─── Passage to read ───

Comparing Software & Technology Options:

This week I consulted with the Digital Humanities Lab at Sterling Memorial Library, and with our Digital Humanities Fellow for the class, Bo Li, in the hopes of identifying specific software packages or computer programs that I could use as the basis for producing the textual platform of my project. The program would ideally be flexible, allowing for smooth transitions between different bodies of texts, and multiple ways of formatting texts with images, colours, and margins that would allow an array of critical information and sources to be viewed in conjunction with primary literary sources.

To my somewhat surprise, it seems that there does not currently exist a wealth of facilities publicly available for the production of interactive literary analysis and annotated readings. While to some extent this probably does make sense to me given the niche nature of the academic industry and profession, at the same time I do wonder that a more adaptable platform has not been created or commercialised whereby writers and scholars could more freely arrange their written thoughts.

However, given the time constraints of this project, and the severe limitations on my own technical abilities, there is certainly no hope of building a new program to serve such a purpose from scratch in the given time frame of this calendar year–let alone the span of this semester! As such I find myself comparing the two prospective tools at my disposal to compare which of the two might prove most useful option to proceed with.

The first option, that is my instinctive choice having seen it demonstrated in class to some considerable effect in the earlier stages of this class, is an app called “Twine” (twinery.org) – that appears to be intended for the creation of multiple-path story or adventure narratives, presented on an interactive platform that allows users/readers to forge their own path through the series of texts presented, with a possibility for custom coding and adaptation to produce individualised results along the way, if so desired. It seems clear to me that while this will certainly be a useful starting point, my computer vocabulary will have to expand somewhat in order to be able to steer the course of the application towards my own more academic ends.

───

## Short task 1
In the passage on software options, what app is named as the first option?
The passage on software options has no connection to the records.

─── Extracted records ───

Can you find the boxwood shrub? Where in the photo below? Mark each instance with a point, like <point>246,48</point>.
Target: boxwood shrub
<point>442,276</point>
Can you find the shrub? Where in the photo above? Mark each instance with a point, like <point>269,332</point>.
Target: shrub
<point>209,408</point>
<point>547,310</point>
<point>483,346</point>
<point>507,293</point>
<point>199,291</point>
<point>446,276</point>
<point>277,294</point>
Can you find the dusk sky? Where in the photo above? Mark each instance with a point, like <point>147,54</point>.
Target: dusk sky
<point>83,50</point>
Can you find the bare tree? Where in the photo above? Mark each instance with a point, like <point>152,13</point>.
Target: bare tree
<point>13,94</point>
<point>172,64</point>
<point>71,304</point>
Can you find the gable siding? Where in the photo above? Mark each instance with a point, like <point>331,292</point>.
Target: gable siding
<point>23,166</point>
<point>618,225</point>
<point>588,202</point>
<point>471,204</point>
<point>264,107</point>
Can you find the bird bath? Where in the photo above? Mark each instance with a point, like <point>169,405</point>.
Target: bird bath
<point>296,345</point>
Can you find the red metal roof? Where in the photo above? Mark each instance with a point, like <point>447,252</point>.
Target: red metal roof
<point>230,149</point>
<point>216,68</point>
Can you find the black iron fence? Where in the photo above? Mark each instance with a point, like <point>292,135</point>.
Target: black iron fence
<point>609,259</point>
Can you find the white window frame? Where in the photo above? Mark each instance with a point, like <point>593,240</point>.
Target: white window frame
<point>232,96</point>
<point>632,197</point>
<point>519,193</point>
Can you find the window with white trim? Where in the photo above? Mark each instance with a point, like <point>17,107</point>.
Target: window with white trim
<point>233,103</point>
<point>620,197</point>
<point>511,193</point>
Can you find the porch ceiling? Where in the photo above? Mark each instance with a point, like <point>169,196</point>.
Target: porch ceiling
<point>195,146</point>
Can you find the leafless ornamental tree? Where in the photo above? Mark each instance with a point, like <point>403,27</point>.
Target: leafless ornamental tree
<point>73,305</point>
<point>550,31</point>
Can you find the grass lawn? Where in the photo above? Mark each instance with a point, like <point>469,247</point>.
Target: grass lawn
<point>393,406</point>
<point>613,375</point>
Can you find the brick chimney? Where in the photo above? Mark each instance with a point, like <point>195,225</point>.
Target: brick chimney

───

## Short task 2
Please write out these lines of the records verbatim: begin at the line that contains "Can you find the dusk" and stop after the line that contains "<point>83,50</point>".

## Task output 1
Twine (twinery.org)

## Task output 2
Can you find the dusk sky? Where in the photo above? Mark each instance with a point, like <point>147,54</point>.
Target: dusk sky
<point>83,50</point>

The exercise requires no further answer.